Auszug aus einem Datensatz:
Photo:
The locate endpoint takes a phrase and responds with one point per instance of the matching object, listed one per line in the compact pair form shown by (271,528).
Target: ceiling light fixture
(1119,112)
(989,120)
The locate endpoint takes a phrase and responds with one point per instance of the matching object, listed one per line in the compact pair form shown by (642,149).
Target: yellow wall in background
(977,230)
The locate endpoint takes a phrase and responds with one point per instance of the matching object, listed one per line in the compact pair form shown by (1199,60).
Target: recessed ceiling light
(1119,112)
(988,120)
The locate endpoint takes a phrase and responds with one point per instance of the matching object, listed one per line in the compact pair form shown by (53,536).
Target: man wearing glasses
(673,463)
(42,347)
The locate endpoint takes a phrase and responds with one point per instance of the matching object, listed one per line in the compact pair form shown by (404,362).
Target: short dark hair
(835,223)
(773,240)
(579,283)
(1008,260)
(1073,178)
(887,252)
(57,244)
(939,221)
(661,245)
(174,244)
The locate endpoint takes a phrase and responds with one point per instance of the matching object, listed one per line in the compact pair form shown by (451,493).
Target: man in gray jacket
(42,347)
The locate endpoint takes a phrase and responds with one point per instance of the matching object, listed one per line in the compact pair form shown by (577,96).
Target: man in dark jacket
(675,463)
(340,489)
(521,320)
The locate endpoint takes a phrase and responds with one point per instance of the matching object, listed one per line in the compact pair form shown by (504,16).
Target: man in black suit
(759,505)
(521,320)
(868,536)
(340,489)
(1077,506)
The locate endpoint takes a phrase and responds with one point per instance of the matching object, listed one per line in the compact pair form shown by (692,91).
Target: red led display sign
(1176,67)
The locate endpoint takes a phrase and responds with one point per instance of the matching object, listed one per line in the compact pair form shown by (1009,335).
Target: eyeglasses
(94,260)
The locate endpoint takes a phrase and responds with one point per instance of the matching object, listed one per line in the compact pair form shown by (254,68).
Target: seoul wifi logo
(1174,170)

Aufgabenstellung:
Ordne sämtliche Zeilen des obigen Materials als JSON-Liste von Zeichenketten an, mit einem Eintrag pro Zeile und ohne Leerzeilen.

Lösung:
[
  "Photo:",
  "The locate endpoint takes a phrase and responds with one point per instance of the matching object, listed one per line in the compact pair form shown by (271,528).",
  "Target: ceiling light fixture",
  "(1119,112)",
  "(989,120)",
  "The locate endpoint takes a phrase and responds with one point per instance of the matching object, listed one per line in the compact pair form shown by (642,149).",
  "Target: yellow wall in background",
  "(977,230)",
  "The locate endpoint takes a phrase and responds with one point per instance of the matching object, listed one per line in the compact pair form shown by (1199,60).",
  "Target: recessed ceiling light",
  "(1119,112)",
  "(988,120)",
  "The locate endpoint takes a phrase and responds with one point per instance of the matching object, listed one per line in the compact pair form shown by (53,536).",
  "Target: man wearing glasses",
  "(673,463)",
  "(42,347)",
  "The locate endpoint takes a phrase and responds with one point per instance of the matching object, listed one per line in the compact pair form shown by (404,362).",
  "Target: short dark hair",
  "(835,223)",
  "(773,240)",
  "(579,283)",
  "(1008,260)",
  "(1073,178)",
  "(887,252)",
  "(57,244)",
  "(939,221)",
  "(661,245)",
  "(174,244)",
  "The locate endpoint takes a phrase and responds with one point per instance of the matching object, listed one per line in the compact pair form shown by (451,493).",
  "Target: man in gray jacket",
  "(42,347)",
  "The locate endpoint takes a phrase and responds with one point per instance of the matching object, listed one per line in the compact pair form shown by (577,96).",
  "Target: man in dark jacket",
  "(675,463)",
  "(340,489)",
  "(521,320)",
  "The locate endpoint takes a phrase and responds with one point per instance of the matching object, listed one per line in the compact pair form shown by (504,16).",
  "Target: man in black suit",
  "(759,505)",
  "(521,320)",
  "(868,536)",
  "(340,489)",
  "(1077,506)",
  "The locate endpoint takes a phrase and responds with one point per instance of the matching object, listed one per line in the compact pair form shown by (692,91).",
  "Target: red led display sign",
  "(1176,67)",
  "The locate endpoint takes a phrase and responds with one point per instance of the matching object, listed one per line in the compact pair form shown by (1009,335).",
  "Target: eyeglasses",
  "(94,260)",
  "The locate endpoint takes a phrase and responds with one point per instance of the matching object, listed one per line in the compact pair form shown by (254,68).",
  "Target: seoul wifi logo",
  "(1174,170)"
]